» RECORDS FOR THIS EXERCISE
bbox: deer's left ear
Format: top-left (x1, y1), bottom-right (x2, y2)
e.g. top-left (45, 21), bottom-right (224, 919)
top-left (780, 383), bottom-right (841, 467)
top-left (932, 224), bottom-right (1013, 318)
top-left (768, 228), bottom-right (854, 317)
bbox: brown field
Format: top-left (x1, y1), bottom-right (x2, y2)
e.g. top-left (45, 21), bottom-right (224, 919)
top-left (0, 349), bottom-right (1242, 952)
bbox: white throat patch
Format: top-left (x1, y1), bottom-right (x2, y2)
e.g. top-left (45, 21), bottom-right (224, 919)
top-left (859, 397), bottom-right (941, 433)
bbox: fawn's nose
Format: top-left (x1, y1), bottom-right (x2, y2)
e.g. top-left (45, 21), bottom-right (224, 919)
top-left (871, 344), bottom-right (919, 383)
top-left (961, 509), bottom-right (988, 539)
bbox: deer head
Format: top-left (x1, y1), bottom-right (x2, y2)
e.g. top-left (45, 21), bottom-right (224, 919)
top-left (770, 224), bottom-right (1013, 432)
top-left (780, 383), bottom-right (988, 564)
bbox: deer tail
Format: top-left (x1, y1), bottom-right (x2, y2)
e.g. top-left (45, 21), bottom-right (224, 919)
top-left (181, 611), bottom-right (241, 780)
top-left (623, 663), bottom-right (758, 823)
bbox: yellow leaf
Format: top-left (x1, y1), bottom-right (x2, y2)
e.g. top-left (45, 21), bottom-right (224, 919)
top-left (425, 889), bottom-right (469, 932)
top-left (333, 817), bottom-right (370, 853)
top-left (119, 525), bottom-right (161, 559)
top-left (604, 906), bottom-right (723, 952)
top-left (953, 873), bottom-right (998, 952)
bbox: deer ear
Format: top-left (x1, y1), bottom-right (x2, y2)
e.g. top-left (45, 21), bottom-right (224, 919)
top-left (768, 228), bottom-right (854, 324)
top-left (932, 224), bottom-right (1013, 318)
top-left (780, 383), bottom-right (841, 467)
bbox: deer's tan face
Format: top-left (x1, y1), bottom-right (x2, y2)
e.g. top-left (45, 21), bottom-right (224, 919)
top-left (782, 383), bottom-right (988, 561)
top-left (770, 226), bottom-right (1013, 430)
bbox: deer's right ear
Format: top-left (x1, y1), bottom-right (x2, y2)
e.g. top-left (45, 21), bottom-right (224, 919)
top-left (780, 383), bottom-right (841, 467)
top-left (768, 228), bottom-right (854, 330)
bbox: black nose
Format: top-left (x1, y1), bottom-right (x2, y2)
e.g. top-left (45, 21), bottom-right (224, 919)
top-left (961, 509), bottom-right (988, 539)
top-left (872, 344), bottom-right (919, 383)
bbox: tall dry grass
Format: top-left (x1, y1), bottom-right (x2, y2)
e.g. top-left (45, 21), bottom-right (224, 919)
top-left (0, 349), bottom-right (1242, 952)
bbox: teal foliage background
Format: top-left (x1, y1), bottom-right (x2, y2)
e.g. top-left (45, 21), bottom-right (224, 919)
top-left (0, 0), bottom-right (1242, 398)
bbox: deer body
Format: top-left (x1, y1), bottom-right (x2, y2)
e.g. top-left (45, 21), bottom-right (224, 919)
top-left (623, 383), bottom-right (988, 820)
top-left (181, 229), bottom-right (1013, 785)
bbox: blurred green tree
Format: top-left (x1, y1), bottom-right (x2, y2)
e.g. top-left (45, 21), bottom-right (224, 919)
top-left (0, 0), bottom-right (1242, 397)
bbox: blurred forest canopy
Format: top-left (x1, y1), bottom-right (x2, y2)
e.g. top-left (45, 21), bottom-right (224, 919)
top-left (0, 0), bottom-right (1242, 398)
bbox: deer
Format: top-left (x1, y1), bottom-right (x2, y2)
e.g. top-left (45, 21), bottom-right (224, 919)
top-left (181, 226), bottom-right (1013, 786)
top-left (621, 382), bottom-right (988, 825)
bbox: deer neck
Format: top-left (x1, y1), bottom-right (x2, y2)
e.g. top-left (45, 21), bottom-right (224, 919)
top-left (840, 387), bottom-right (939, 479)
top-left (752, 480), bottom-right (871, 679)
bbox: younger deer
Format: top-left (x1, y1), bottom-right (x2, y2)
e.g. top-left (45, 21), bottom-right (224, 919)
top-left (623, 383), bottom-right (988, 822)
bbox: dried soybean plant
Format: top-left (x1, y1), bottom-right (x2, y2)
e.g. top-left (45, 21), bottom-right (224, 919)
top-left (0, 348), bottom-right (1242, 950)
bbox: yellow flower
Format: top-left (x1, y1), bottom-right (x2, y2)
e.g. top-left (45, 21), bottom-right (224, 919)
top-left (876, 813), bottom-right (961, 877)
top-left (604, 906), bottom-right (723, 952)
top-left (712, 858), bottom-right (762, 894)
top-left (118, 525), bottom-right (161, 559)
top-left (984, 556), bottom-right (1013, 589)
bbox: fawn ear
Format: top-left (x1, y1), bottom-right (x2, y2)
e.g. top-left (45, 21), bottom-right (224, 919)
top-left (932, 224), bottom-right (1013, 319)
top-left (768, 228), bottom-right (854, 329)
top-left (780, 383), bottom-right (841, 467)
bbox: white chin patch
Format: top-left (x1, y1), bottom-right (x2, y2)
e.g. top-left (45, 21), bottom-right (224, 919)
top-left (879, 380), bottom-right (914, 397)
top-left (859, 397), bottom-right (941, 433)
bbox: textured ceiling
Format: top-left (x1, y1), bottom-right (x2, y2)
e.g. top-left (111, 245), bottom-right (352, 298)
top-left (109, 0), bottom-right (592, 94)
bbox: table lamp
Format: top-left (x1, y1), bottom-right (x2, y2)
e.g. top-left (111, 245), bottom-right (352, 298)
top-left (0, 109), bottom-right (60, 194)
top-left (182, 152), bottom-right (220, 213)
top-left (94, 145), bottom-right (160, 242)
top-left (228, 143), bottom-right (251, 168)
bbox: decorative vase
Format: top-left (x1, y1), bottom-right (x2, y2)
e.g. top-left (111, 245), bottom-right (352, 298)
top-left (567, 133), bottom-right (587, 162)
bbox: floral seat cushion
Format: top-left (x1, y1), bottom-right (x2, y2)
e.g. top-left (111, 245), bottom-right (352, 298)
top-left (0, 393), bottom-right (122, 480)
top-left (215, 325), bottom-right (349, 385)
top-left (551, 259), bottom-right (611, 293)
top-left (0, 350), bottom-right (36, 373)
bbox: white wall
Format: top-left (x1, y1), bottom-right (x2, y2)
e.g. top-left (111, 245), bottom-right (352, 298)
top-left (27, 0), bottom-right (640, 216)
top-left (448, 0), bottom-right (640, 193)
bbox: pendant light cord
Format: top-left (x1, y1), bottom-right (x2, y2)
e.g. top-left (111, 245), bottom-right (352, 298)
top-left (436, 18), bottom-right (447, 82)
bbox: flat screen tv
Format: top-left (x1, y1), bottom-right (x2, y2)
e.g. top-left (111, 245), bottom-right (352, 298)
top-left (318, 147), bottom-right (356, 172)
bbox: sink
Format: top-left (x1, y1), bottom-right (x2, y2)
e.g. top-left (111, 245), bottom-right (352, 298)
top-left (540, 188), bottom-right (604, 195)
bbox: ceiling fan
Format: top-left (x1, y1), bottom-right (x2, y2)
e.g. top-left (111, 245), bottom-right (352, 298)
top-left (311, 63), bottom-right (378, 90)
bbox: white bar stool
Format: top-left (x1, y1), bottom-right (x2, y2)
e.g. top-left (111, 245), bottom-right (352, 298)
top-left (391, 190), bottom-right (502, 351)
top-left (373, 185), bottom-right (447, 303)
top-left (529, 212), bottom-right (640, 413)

» WORK TO BE COMPLETED
Which lines in the material contain the string "yellow"? Copy each one in full, and count a line only if the letter case matches.

» WRITTEN SOLUTION
bbox: yellow leaf
bbox: yellow flower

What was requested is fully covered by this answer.